(QUOTED TEXT):
::::

Writing a binary file in little-endian?

For a small project (see Anecdotal Fortran... :-) - #8 by vmagnin), I need to write binary files in a little-endian order. In the following program, where I suppose the integers to be 4, 2 and 1 bytes (they are on my machine), I have successfully done what I want (but…):

program endian
    implicit none
    integer :: status
    integer(4) :: four
    integer(2) :: two
    integer(1) :: one

    four = 4
    two = 2
    one = 1

    open(unit=1, file='endian.bin', access='stream', status='replace', &
        action='write', iostat=status)

    write(1, iostat=status) four, two, one

    close(1, iostat=status)
end program endian

as you can see here:

$ gfortran -Wall fortran_endian.f90 && ./a.out && hexdump -C endian.bin
00000000  04 00 00 00 02 00 01                              |.......|
00000007

Now, my question is: will my program write in little-endian on all machines? I have not found the term “little-endian” in the Fortran 2018 draft. And I therefore guess it is not guaranteed by the standard… Probably the endianness used in files is just the same as in RAM?

I have found some information that confirms what I was thinking:
https://www.star.le.ac.uk/~cgp/streamIO.html
and here a method using the equivalence statement to detect and reverse endianness:
https://atmos.washington.edu/~salathe/osx_unix/endian.html

I am interested in your thoughts and comments about that problem. To write a WAV file I do need writing little-endian 2 octets and 4 octets integers.

Concerning only the size of the integers, do you agree that I should use ISO_FORTRAN_ENV and int32 and int16 integers?

::::

(EXERCISE INSTRUCTIONS):
A. Answer these about the forum post on writing little-endian binary files above, one answer per line:
(i) What file does the program write?
(ii) What sizes, in bytes, does the poster assume for the three integer kinds?
(iii) What file format does the poster need to produce?
B. In the forum post on little-endian output, list every variable declared in the Fortran program.

(DATA BLOCK):
::::

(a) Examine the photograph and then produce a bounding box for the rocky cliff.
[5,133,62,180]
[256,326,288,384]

::::

(FINAL RESULTS):
A.
(i) endian.bin
(ii) 4, 2 and 1 bytes
(iii) A WAV file

B. status, four, two, one